Start of PROVIDED PASSAGE

The Barbarian Frontier
The fifth FR-series book not only returned to the geography of the Realms, but returned to presenting an area that had already gotten a boost from the rest of the line. It was also a return to “The North” of FR1’s Waterdeep and the North. The latter had given some information on the region, but without proper maps, it hadn’t been very useful. Finally, The Crystal Shard had been a hit early Forgotten Realms novel, making this region supplement highly anticipated. It has continued to be a popular region, seeing more Drizzt novels, the Neverwinter games, and further supplements such as Volo’s Guide to the North and the Sword Coast Adventurer’s Guide.
The Savage Frontier is typical of the series as 64-page book with a faux parchment pattern on the pages, a detached trifold cover, and two poster-sized maps. The maps are in the usual 30 miles/inch ‘small’ scale, and join up north of the ones in the original campaign set, covering from a bit south of Waterdeep to the Spine of the World mountains (a somewhat convenient straight east-west mountain chain that defines the northern boundary of livable land), with the main map reaching from The Great Desert in the east to the coast in the west. The coast runs further west near the north, forcing a second map for the last four inches of land, leaving most of that map to be left to ocean, with some fairly major islands scattered about. One quarter of the map is used for insets, including a northern extension to the bit of land in the corner of this map, showing Icewind Dale, as well as a couple location maps. The cover includes a repeat of the main Waterdeep map, and five other locations, making this the first FR book to not leave at least one panel empty.

End of PROVIDED PASSAGE
Start of PROVIDED DATA

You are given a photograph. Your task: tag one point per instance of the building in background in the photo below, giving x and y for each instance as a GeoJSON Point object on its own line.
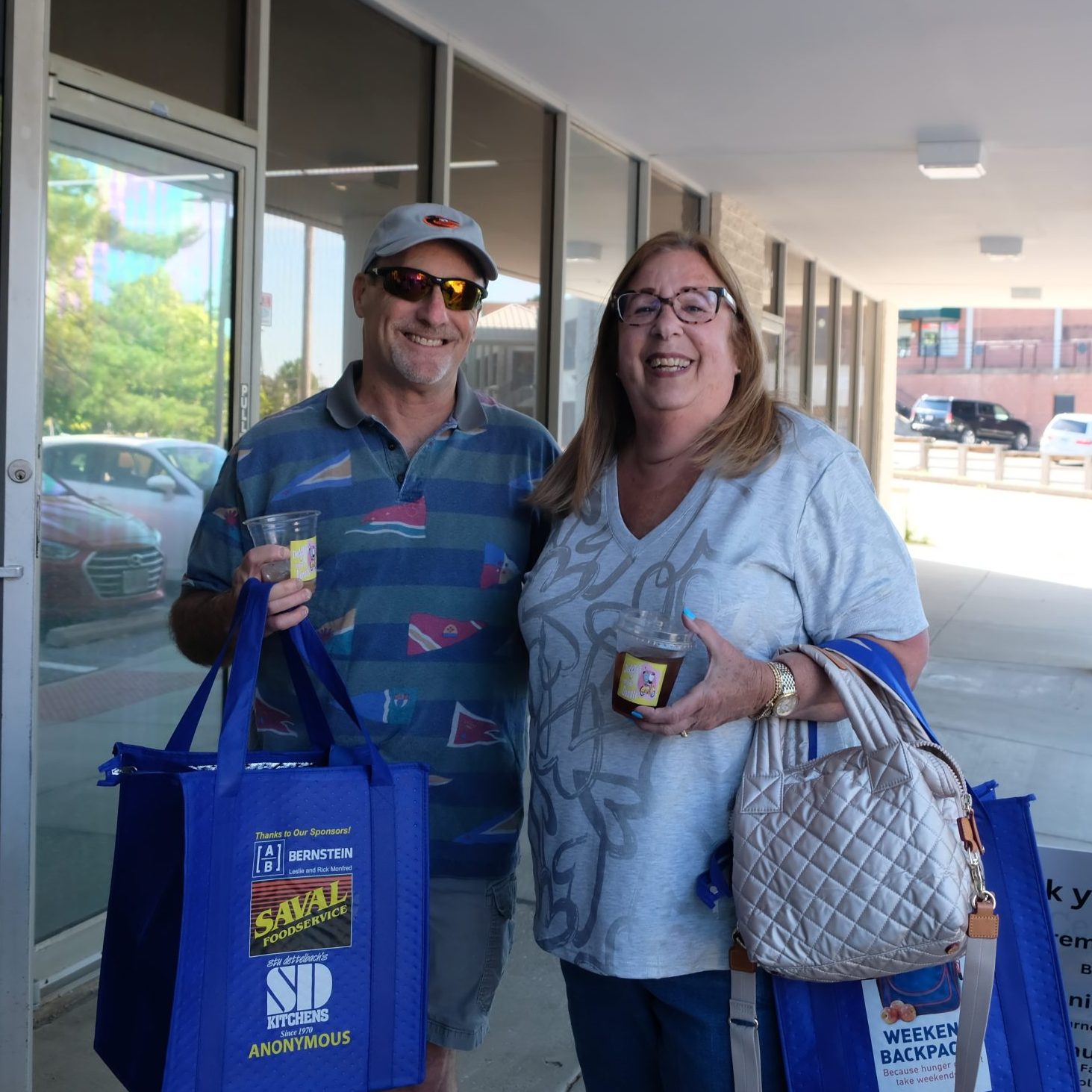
{"type": "Point", "coordinates": [1035, 361]}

End of PROVIDED DATA

- ACTIVITIES:
1. In the passage on The Savage Frontier, which mountain chain defines the northern boundary of livable land?
2. From the passage on The Savage Frontier, reproduce word for word the part that opens with the words containing "The Barbarian Frontier" and closes with "Coast Adventurer’s Guide.".
3. Proceed with the passage on The Savage Frontier, carrying it on from its final sentence.

- PER-TASK OUTPUTS:
1. The Spine of the World mountains.

2.
The Barbarian Frontier
The fifth FR-series book not only returned to the geography of the Realms, but returned to presenting an area that had already gotten a boost from the rest of the line. It was also a return to “The North” of FR1’s Waterdeep and the North. The latter had given some information on the region, but without proper maps, it hadn’t been very useful. Finally, The Crystal Shard had been a hit early Forgotten Realms novel, making this region supplement highly anticipated. It has continued to be a popular region, seeing more Drizzt novels, the Neverwinter games, and further supplements such as Volo’s Guide to the North and the Sword Coast Adventurer’s Guide.

3.
The book is supposedly written by an in-universe character, Amelior Amanitas of Secomber, though this is generally limited to humorous little intros and outros to chapters, and does not affect the main text. (It is also worth noting that he is originally from DQ1 The Shattered Statue, also by Paul Jaquays, which does happen in Cormyr, despite getting no Forgotten Realms logos.) It starts with a two page history, goes on to an overview talking of trade, climate, major factions, and the various peoples of the region. There is then six chapters of geographical description, broken up somewhat oddly. The first one is just cities and towns and the like, and is in a smaller font as well as based off of the similar chapter from FR1 (I don’t think any description is exactly the one from that book, but they’re often about 80% the same). There’s a separate chapter for ‘lost lands, strongholds, & ruins’, each with their own subchapter, then one on pure geographical features (mountains, rivers, etc.), and then a chapter just on the High Forest, which is something of a central focus of the book. And, towards the beginning of all this, is a chapter on the islands, folding all of their towns and geographical features together. So part of the description of the area is broken up by type of feature, and part of it by region. It’s obvious enough to not interfere with looking things up, but it is a bit grating, and presumably partly caused by the reuse of material from FR1.
Overall, a fair amount of attention is given to barbarians in this book. I’m not sure if it was seen as TSR’s best chance at showing how the backgrounds for that character class should work, or what, but there’s a lot here. In the section on the various peoples of the North, the Uthgardt barbarians get five pages, going into detail about various tribes, the broad outlines of society, special shaman powers, and the like. Also, the Northmen (more of the Norse-analogues from FR2, who can be barbarians) get two pages, while everything else (aarakocra, dwarves, orcs, trolls, etc… aaand the barbarians of Icewind Dale) gets two pages. And then there’s a three-page chapter on the ancestor mounds of the various Uthgardt tribes. Three of the location maps are actually of these, one showing ‘typical’ ones, one is an adventure one, and one is… atypical. What makes all this coverage work is that the barbarians are not all the same, and each has it’s own attitudes, from the extremely conservative, to tribes that are settling down and farming and becoming ‘civilized’, to one that is completely under the thumb of devils from Hellgate Keep.
The final chapter of the book is three pages outlining various prominent people, including, of course, the main trio from The Shattered Shard, and another refugee from a different Jaquays project, I12 The Egg of the Phoenix (which, no, is not a Forgotten Realms adventure, he’s been exiled here). And then there’s four appendices in the last four pages, with some new magic items (including a minor artifact), a new non-weapon proficiency, an expansion of one from the Wilderness Survival Guide (plant lore, including a handy table of medicinal plants of the region), a year’s worth of events and rumors (Year of Shadows/DR 1358, the year considered ‘just beginning’ in the original set), and six adventure ideas.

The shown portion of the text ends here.